[Dataset excerpts — start]

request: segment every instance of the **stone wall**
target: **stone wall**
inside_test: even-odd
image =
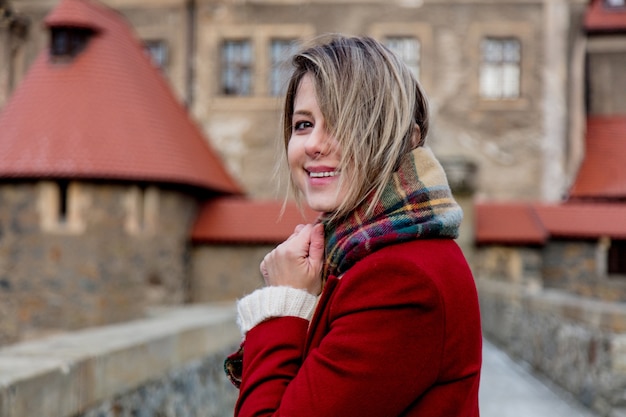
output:
[[[33,23],[17,82],[45,47],[41,21],[57,2],[16,3]],[[190,110],[208,140],[254,197],[275,196],[275,183],[268,179],[280,155],[281,100],[271,96],[267,86],[271,39],[311,38],[325,32],[416,36],[421,44],[420,78],[433,115],[429,143],[439,156],[462,158],[479,167],[481,196],[560,196],[561,171],[571,170],[567,149],[580,146],[566,142],[571,133],[567,126],[577,126],[574,122],[580,122],[581,115],[566,111],[572,89],[582,84],[582,78],[570,77],[572,68],[582,64],[570,60],[582,36],[580,16],[586,0],[105,3],[123,13],[140,38],[165,43],[168,60],[163,71],[171,86],[181,100],[191,102]],[[188,8],[192,4],[196,7]],[[519,99],[480,99],[480,41],[486,36],[521,40]],[[249,97],[219,93],[219,45],[229,37],[250,39],[254,45]]]
[[[547,139],[538,122],[543,111],[544,10],[543,2],[525,1],[398,5],[262,0],[216,7],[214,2],[202,0],[198,2],[197,45],[206,59],[197,60],[198,96],[193,113],[249,193],[272,197],[275,183],[268,178],[281,155],[276,150],[281,136],[281,100],[267,94],[263,85],[270,69],[264,58],[269,40],[310,38],[326,32],[380,39],[414,35],[421,44],[420,79],[433,118],[428,143],[435,153],[479,166],[477,186],[482,196],[537,198],[544,170],[540,145],[563,140]],[[484,36],[521,40],[520,99],[480,99],[480,42]],[[219,57],[221,41],[229,37],[251,39],[254,44],[255,84],[249,97],[219,94],[220,61],[215,57]],[[559,97],[565,94],[561,91]]]
[[[626,277],[607,272],[605,239],[553,239],[542,246],[484,245],[475,253],[476,275],[481,278],[626,301]]]
[[[0,344],[185,301],[194,198],[162,188],[137,203],[129,185],[79,183],[68,190],[68,218],[50,222],[57,207],[47,189],[0,185]]]
[[[490,245],[476,250],[476,276],[527,288],[541,287],[540,247]]]
[[[623,37],[596,36],[589,41],[589,113],[626,113],[626,46]]]
[[[551,240],[542,250],[546,287],[568,288],[573,283],[597,281],[597,240]]]
[[[234,300],[263,286],[261,261],[276,245],[197,245],[192,250],[192,302]]]
[[[626,305],[478,281],[485,336],[603,417],[626,415]]]
[[[23,46],[30,30],[29,19],[16,13],[11,1],[0,0],[0,109],[24,71]]]
[[[195,305],[0,348],[0,417],[232,416],[234,323],[232,305]]]

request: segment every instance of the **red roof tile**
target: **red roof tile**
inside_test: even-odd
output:
[[[585,159],[570,198],[626,198],[626,116],[589,117]]]
[[[167,182],[240,193],[120,14],[62,0],[48,26],[92,28],[73,61],[43,51],[0,112],[0,178]]]
[[[585,14],[588,32],[626,31],[626,7],[609,7],[604,0],[592,0]]]
[[[477,244],[542,244],[548,233],[527,203],[477,203]]]
[[[200,211],[191,238],[196,243],[272,243],[287,239],[294,227],[310,223],[318,213],[305,210],[304,216],[294,203],[287,204],[279,218],[282,201],[216,198]]]
[[[477,244],[542,244],[549,238],[626,238],[626,204],[480,203]]]
[[[105,29],[100,23],[103,12],[115,13],[113,10],[99,10],[98,5],[94,3],[62,1],[46,16],[44,23],[47,27],[72,26],[99,31]]]
[[[626,204],[536,205],[535,211],[552,237],[626,238]]]

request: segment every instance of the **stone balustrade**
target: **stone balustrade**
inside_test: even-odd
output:
[[[600,416],[626,416],[626,303],[478,280],[485,336]]]
[[[233,303],[0,349],[0,417],[232,415],[224,356],[240,341]]]

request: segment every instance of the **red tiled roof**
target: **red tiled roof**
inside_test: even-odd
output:
[[[592,0],[585,14],[588,32],[626,31],[626,7],[608,7],[604,0]]]
[[[536,205],[535,211],[553,237],[626,238],[626,204]]]
[[[96,33],[71,62],[43,51],[0,112],[0,178],[166,182],[241,193],[120,14],[62,0],[48,26]]]
[[[591,116],[586,136],[570,198],[626,198],[626,116]]]
[[[477,203],[475,215],[478,244],[542,244],[548,237],[530,204]]]
[[[477,244],[542,244],[550,237],[626,238],[626,204],[480,203]]]
[[[191,233],[196,243],[273,243],[287,239],[294,227],[309,223],[318,213],[294,203],[287,204],[279,218],[282,201],[216,198],[205,203]]]
[[[115,13],[113,10],[104,10],[98,4],[87,3],[85,1],[62,1],[45,18],[47,27],[71,26],[95,29],[97,31],[106,29],[102,25],[102,14]],[[115,17],[113,17],[115,19]]]

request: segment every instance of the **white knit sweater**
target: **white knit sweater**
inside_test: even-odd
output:
[[[237,324],[241,334],[272,317],[294,316],[311,320],[317,297],[292,287],[265,287],[237,302]]]

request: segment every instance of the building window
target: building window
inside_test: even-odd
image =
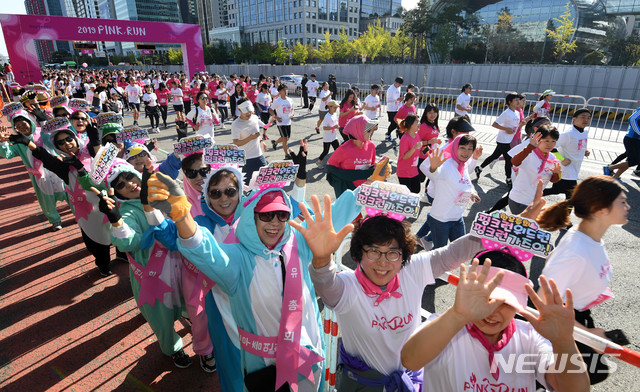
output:
[[[307,23],[307,33],[311,32],[311,25],[309,23]]]
[[[316,33],[316,25],[314,24],[314,25],[313,25],[313,26],[311,26],[311,27],[312,27],[312,28],[311,28],[312,33],[314,33],[314,34],[315,34],[315,33]]]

[Dataset excerpts — finish]

- [Required work]: Output the records verbatim, every one of them, and keep the pictures out.

- [Response box]:
request: segment every instance of the **stone wall**
target: **stone wall**
inside_test: even-odd
image =
output:
[[[33,23],[17,82],[45,47],[41,21],[57,2],[16,3]],[[190,110],[208,140],[254,197],[275,196],[275,183],[268,179],[280,155],[281,100],[271,96],[267,86],[271,39],[311,38],[325,32],[416,36],[421,44],[420,78],[433,115],[429,143],[439,156],[462,158],[479,167],[481,196],[560,196],[561,171],[571,170],[567,149],[580,146],[566,142],[571,133],[567,126],[577,126],[574,122],[580,122],[581,115],[566,111],[572,89],[582,84],[582,78],[570,77],[572,68],[582,64],[570,60],[582,36],[580,16],[586,0],[105,3],[123,13],[140,38],[165,43],[168,60],[163,71],[171,86],[181,100],[191,102]],[[188,8],[192,4],[196,7]],[[519,99],[480,99],[480,41],[486,36],[521,40]],[[249,97],[219,93],[219,45],[229,37],[250,39],[254,45]]]
[[[547,139],[538,122],[543,111],[544,10],[543,2],[525,1],[398,5],[262,0],[216,7],[214,2],[202,0],[198,2],[197,45],[206,59],[197,60],[198,96],[193,113],[249,193],[272,197],[275,183],[268,178],[281,155],[276,150],[281,136],[281,100],[267,94],[263,85],[270,69],[264,58],[269,40],[310,38],[326,32],[380,39],[414,35],[421,44],[420,79],[433,118],[428,143],[435,153],[479,166],[477,186],[482,196],[537,198],[544,170],[540,145],[563,140]],[[484,36],[521,40],[520,99],[480,99],[480,42]],[[219,57],[221,41],[229,37],[251,39],[254,44],[255,84],[249,97],[219,94],[220,61],[215,57]],[[559,97],[565,94],[561,91]]]
[[[626,277],[607,272],[605,239],[553,239],[542,246],[484,245],[475,253],[476,275],[481,278],[626,301]]]
[[[0,344],[185,301],[194,198],[162,188],[137,203],[129,185],[79,183],[68,190],[68,218],[50,222],[57,207],[47,189],[0,185]]]
[[[490,245],[476,250],[476,276],[527,288],[541,287],[540,247]]]
[[[623,37],[596,36],[589,41],[589,113],[626,113],[626,46]]]
[[[551,240],[542,250],[546,287],[568,288],[573,283],[597,281],[597,240]]]
[[[234,300],[263,286],[261,261],[276,245],[197,245],[192,250],[192,302]]]
[[[626,305],[478,281],[485,336],[603,417],[626,415]]]
[[[23,46],[30,30],[29,19],[16,13],[11,1],[0,0],[0,109],[24,71]]]
[[[195,305],[0,348],[0,417],[232,416],[234,323],[232,305]]]

request: segment every instance of the **red roof tile**
target: **red roof tile**
inside_test: even-odd
output:
[[[585,159],[570,198],[626,198],[626,116],[589,117]]]
[[[167,182],[240,193],[120,14],[62,0],[48,26],[92,28],[73,61],[43,51],[0,112],[0,178]]]
[[[585,14],[588,32],[626,31],[626,7],[609,7],[604,0],[592,0]]]
[[[477,244],[542,244],[548,233],[527,203],[477,203]]]
[[[200,211],[191,238],[196,243],[272,243],[287,239],[294,227],[310,223],[318,213],[305,210],[304,216],[294,203],[287,204],[279,218],[282,201],[216,198]]]
[[[477,244],[542,244],[549,238],[626,238],[626,204],[480,203]]]
[[[105,29],[100,23],[103,12],[115,13],[113,10],[99,10],[98,5],[94,3],[62,1],[46,16],[44,23],[47,27],[72,26],[99,31]]]
[[[626,204],[536,205],[535,211],[552,237],[626,238]]]

request: segment every instance of the **stone balustrade**
target: **stone balustrade**
inside_test: even-odd
output:
[[[600,416],[626,416],[626,303],[478,280],[485,336]]]
[[[233,303],[0,349],[0,417],[232,415],[224,356],[240,341]]]

request: segment every instance of the **red tiled roof**
target: **red tiled roof**
inside_test: even-odd
output:
[[[592,0],[585,14],[588,32],[626,31],[626,7],[608,7],[604,0]]]
[[[536,205],[535,211],[553,237],[626,238],[626,204]]]
[[[96,33],[71,62],[43,51],[0,112],[0,178],[166,182],[241,193],[120,14],[62,0],[48,26]]]
[[[591,116],[586,136],[570,198],[626,198],[626,116]]]
[[[477,203],[475,215],[478,244],[542,244],[548,237],[530,204]]]
[[[477,244],[542,244],[550,237],[626,238],[626,204],[480,203]]]
[[[191,233],[196,243],[273,243],[287,239],[294,227],[309,223],[318,213],[294,203],[287,204],[279,218],[282,201],[216,198],[205,203]]]
[[[115,13],[113,10],[104,10],[98,4],[87,3],[85,1],[62,1],[45,18],[47,27],[71,26],[95,29],[97,31],[106,29],[102,25],[102,14]],[[115,17],[113,17],[115,19]]]

request: segment every instance of the **white knit sweater**
target: **white knit sweater**
inside_test: even-odd
output:
[[[237,324],[241,334],[272,317],[294,316],[311,320],[317,297],[292,287],[265,287],[237,302]]]

request: segment every instance of the building window
target: building window
inside_test: even-odd
image =
output:
[[[307,23],[307,33],[311,32],[311,25],[309,23]]]
[[[316,33],[316,25],[314,24],[314,25],[313,25],[313,26],[311,26],[311,27],[312,27],[312,28],[311,28],[312,33],[314,33],[314,34],[315,34],[315,33]]]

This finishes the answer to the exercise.